DIRECTIONS
Please output the data below as a two-column CSV with the headers input and output, one row per item. Put each item's text and its answer in separate quoted fields, and replace line breaks with spaces.

[Excerpts from a detection dataset]
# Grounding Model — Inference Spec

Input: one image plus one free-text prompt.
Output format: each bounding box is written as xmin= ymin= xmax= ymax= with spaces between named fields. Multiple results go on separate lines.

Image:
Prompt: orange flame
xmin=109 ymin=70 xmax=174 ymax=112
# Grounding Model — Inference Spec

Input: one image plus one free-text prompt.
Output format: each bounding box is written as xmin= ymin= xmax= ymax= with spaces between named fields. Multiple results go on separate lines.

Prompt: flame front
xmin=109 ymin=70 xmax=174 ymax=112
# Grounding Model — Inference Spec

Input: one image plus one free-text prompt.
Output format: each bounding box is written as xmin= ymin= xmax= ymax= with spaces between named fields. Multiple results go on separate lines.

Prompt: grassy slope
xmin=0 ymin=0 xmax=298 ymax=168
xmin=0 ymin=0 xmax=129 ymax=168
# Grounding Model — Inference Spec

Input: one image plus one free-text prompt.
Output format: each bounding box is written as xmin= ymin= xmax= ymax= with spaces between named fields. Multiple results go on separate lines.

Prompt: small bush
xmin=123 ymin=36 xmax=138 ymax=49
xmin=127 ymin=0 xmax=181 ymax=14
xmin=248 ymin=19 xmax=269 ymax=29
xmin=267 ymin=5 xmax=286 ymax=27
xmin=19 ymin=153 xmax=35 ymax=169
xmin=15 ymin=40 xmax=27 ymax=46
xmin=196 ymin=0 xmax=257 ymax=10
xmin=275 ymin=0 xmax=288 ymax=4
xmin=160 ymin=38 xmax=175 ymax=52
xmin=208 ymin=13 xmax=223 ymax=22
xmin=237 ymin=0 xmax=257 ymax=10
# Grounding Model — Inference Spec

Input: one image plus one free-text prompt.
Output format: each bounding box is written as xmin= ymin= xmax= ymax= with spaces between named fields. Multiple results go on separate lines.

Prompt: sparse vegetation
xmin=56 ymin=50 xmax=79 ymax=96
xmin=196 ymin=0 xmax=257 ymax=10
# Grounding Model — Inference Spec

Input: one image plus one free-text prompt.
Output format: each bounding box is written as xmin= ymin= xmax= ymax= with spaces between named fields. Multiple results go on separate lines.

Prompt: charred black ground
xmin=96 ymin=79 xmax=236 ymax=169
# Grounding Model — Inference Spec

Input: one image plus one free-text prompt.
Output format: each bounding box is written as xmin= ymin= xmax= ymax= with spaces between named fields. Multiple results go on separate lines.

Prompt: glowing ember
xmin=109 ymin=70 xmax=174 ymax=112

RESULT OF THE EXERCISE
input,output
"# Grounding Model — Inference Spec Input: one image plus one free-text prompt. Output format: each bounding box is written as xmin= ymin= xmax= ymax= with spaces between named fields. Multiple results go on separate lines. Image: Prompt: orange flame","xmin=109 ymin=70 xmax=174 ymax=112"
"# Grounding Model — Inference Spec Input: one image plus one free-text prompt. Output format: each bounding box is written as xmin= ymin= xmax= ymax= with spaces between named fields. Multiple results go on separate lines. Prompt: flame front","xmin=109 ymin=70 xmax=174 ymax=112"
"# Grounding Model — Inference Spec Input: one image plus one free-text prompt. Output format: each bounding box is written as xmin= ymin= xmax= ymax= with spaces between named fields. Multiple results go on separate lines. Prompt: grassy slope","xmin=0 ymin=0 xmax=298 ymax=168 xmin=0 ymin=0 xmax=129 ymax=168"
"# Grounding Model — Inference Spec Input: one image plus one free-text prompt. Output format: each bounding box is written as xmin= ymin= xmax= ymax= with spaces between named fields. Multiple results go on separate lines. Prompt: small bush","xmin=123 ymin=36 xmax=138 ymax=49 xmin=127 ymin=0 xmax=181 ymax=14 xmin=248 ymin=19 xmax=269 ymax=29 xmin=267 ymin=5 xmax=286 ymax=27 xmin=19 ymin=153 xmax=35 ymax=169 xmin=15 ymin=40 xmax=27 ymax=46 xmin=196 ymin=0 xmax=257 ymax=10 xmin=275 ymin=0 xmax=288 ymax=4 xmin=160 ymin=38 xmax=175 ymax=52 xmin=208 ymin=13 xmax=223 ymax=22 xmin=237 ymin=0 xmax=257 ymax=10"
"# Grounding Model — Inference Spec Input: one image plus one free-text prompt. Output format: each bounding box is written as xmin= ymin= xmax= ymax= with spaces between named fields. Multiple results go on separate lines. Prompt: sparse vegetation","xmin=56 ymin=50 xmax=79 ymax=96 xmin=196 ymin=0 xmax=257 ymax=10"
"# Grounding Model — Inference Spec Input: one image plus one free-text prompt. Output format: each bounding box is written as xmin= ymin= xmax= ymax= with spaces between named fields. Multiple results go on separate lines. Prompt: charred black ground","xmin=96 ymin=79 xmax=236 ymax=169"
"# Grounding Model — Inference Spec Input: one image plus one free-text prompt. Output format: each bounding box is written as xmin= ymin= xmax= ymax= with spaces between named fields. Multiple results go on separate lines. Prompt: glowing ember","xmin=109 ymin=70 xmax=174 ymax=112"